* [What you are asked to do]:
Present every item below as a numbered list, leaving out any blank lines.

* [Entries]:
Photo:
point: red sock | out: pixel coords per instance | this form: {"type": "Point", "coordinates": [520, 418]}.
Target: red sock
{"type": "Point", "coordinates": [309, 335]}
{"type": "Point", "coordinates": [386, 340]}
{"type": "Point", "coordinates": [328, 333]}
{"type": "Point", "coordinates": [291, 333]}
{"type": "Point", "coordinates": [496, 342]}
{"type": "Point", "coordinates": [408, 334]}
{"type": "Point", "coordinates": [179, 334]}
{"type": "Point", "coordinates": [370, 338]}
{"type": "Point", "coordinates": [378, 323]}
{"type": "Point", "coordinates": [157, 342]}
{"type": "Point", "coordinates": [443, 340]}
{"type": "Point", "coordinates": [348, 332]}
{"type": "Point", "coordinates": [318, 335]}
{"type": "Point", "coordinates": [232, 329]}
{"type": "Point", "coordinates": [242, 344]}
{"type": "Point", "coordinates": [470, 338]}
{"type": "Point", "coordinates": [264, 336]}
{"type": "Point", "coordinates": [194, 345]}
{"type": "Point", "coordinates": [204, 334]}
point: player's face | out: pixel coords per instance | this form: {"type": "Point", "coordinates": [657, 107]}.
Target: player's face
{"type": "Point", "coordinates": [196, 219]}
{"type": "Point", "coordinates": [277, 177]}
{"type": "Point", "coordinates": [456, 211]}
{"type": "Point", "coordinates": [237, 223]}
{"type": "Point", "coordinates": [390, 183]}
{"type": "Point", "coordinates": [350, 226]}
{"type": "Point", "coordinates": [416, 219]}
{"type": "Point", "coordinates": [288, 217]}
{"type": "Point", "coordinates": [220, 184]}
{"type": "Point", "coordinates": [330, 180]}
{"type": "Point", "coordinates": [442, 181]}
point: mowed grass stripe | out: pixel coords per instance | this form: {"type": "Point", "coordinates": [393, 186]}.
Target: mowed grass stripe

* [Task solution]:
1. Photo:
2. point: red sock | out: pixel coords per instance | this form: {"type": "Point", "coordinates": [520, 418]}.
3. Target: red sock
4. {"type": "Point", "coordinates": [309, 335]}
5. {"type": "Point", "coordinates": [386, 340]}
6. {"type": "Point", "coordinates": [328, 333]}
7. {"type": "Point", "coordinates": [291, 333]}
8. {"type": "Point", "coordinates": [496, 342]}
9. {"type": "Point", "coordinates": [408, 334]}
10. {"type": "Point", "coordinates": [179, 334]}
11. {"type": "Point", "coordinates": [370, 338]}
12. {"type": "Point", "coordinates": [378, 323]}
13. {"type": "Point", "coordinates": [157, 342]}
14. {"type": "Point", "coordinates": [443, 340]}
15. {"type": "Point", "coordinates": [348, 332]}
16. {"type": "Point", "coordinates": [318, 335]}
17. {"type": "Point", "coordinates": [232, 329]}
18. {"type": "Point", "coordinates": [242, 344]}
19. {"type": "Point", "coordinates": [470, 338]}
20. {"type": "Point", "coordinates": [264, 336]}
21. {"type": "Point", "coordinates": [194, 345]}
22. {"type": "Point", "coordinates": [204, 334]}
23. point: player's face | out: pixel coords per instance | this form: {"type": "Point", "coordinates": [657, 107]}.
24. Target: player's face
25. {"type": "Point", "coordinates": [196, 219]}
26. {"type": "Point", "coordinates": [277, 177]}
27. {"type": "Point", "coordinates": [456, 211]}
28. {"type": "Point", "coordinates": [237, 223]}
29. {"type": "Point", "coordinates": [390, 183]}
30. {"type": "Point", "coordinates": [350, 226]}
31. {"type": "Point", "coordinates": [416, 219]}
32. {"type": "Point", "coordinates": [288, 217]}
33. {"type": "Point", "coordinates": [220, 184]}
34. {"type": "Point", "coordinates": [330, 180]}
35. {"type": "Point", "coordinates": [442, 181]}
36. point: mowed grass stripe | out: pixel coords per instance | this form: {"type": "Point", "coordinates": [393, 186]}.
37. Target: mowed grass stripe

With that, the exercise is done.